> [Exercise requirements] Pull out every line of the material below that contains the word "wall", and copy each one in full. Matches are case-sensitive.

◇ ◇ ◇

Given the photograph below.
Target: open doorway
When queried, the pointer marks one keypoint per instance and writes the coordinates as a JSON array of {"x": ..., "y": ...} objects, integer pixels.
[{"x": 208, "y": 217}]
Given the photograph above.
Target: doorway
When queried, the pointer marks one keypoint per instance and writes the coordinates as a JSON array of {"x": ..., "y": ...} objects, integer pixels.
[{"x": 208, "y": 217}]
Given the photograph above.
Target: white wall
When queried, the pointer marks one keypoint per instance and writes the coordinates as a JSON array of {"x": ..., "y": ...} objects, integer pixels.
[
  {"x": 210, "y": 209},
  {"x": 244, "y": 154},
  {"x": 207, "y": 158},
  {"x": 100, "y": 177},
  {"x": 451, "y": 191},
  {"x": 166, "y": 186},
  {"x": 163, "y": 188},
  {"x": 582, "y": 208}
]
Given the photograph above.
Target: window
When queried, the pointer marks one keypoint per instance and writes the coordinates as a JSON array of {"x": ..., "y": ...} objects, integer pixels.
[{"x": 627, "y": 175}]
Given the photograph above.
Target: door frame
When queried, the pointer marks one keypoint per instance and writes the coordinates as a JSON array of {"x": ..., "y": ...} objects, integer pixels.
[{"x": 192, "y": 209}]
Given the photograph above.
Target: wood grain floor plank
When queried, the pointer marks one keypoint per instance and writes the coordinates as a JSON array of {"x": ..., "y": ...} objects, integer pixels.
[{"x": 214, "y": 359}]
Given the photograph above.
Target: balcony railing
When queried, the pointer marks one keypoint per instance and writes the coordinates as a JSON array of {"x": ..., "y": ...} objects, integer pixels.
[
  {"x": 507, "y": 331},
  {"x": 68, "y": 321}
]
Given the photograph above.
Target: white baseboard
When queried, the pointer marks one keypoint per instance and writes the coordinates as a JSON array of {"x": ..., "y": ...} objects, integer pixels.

◇ ◇ ◇

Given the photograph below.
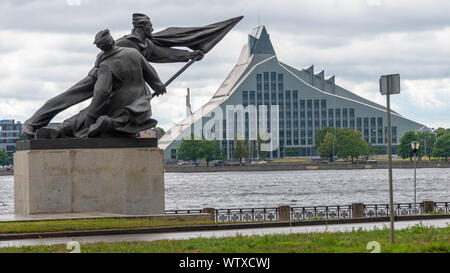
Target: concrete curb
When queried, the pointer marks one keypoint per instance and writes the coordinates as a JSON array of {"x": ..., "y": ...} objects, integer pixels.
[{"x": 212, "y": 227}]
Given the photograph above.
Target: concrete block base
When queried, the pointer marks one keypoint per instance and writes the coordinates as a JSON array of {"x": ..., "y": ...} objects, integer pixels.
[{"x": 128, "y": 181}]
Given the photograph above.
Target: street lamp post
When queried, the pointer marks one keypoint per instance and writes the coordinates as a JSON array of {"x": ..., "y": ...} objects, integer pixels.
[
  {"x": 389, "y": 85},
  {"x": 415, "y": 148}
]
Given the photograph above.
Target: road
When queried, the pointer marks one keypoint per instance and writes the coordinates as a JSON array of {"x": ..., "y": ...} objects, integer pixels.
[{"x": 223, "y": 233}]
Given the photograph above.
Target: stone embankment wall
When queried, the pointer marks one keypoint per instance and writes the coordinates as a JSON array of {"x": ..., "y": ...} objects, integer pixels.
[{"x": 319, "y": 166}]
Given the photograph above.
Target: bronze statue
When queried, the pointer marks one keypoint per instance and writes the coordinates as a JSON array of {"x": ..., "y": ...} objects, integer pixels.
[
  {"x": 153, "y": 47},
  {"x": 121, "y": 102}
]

◇ ◇ ◇

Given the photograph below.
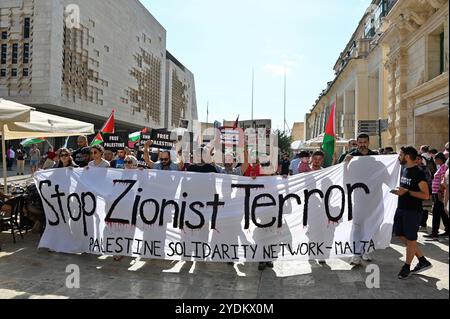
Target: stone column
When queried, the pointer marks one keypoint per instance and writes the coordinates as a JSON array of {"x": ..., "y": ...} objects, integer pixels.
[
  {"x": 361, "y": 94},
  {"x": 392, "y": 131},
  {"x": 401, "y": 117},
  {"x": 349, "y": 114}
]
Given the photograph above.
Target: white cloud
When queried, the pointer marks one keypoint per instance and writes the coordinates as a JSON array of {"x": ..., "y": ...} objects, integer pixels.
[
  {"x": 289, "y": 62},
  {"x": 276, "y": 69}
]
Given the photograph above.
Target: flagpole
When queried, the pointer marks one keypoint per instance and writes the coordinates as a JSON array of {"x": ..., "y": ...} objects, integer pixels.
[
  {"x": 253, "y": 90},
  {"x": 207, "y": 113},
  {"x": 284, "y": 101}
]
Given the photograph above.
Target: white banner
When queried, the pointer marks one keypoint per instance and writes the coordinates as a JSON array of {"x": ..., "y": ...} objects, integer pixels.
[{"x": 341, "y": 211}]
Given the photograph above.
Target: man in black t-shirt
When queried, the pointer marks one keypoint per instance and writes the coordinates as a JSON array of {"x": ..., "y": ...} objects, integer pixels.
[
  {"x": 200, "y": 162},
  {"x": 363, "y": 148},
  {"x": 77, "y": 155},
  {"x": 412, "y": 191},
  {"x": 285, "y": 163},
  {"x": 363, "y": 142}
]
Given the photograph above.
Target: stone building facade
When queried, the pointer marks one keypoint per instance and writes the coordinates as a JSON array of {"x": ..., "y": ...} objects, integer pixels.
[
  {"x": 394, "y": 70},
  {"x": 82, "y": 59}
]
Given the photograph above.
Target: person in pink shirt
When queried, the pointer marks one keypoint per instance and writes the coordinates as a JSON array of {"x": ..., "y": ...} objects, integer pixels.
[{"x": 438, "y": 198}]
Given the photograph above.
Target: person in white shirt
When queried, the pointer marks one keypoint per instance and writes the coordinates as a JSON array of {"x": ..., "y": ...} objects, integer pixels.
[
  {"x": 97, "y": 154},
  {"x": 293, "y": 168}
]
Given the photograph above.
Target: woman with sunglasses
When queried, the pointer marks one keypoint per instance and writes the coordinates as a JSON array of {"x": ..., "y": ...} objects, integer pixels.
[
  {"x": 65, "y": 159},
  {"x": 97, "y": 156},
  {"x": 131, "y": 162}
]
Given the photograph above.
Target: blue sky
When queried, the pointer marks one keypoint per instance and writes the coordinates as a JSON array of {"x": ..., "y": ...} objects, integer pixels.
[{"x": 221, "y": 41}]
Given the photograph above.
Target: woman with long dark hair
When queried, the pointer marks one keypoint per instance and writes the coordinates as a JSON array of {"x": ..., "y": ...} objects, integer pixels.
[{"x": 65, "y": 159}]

◇ ◇ ◇

> [Answer below]
Target: white wall
Target: stone embankment wall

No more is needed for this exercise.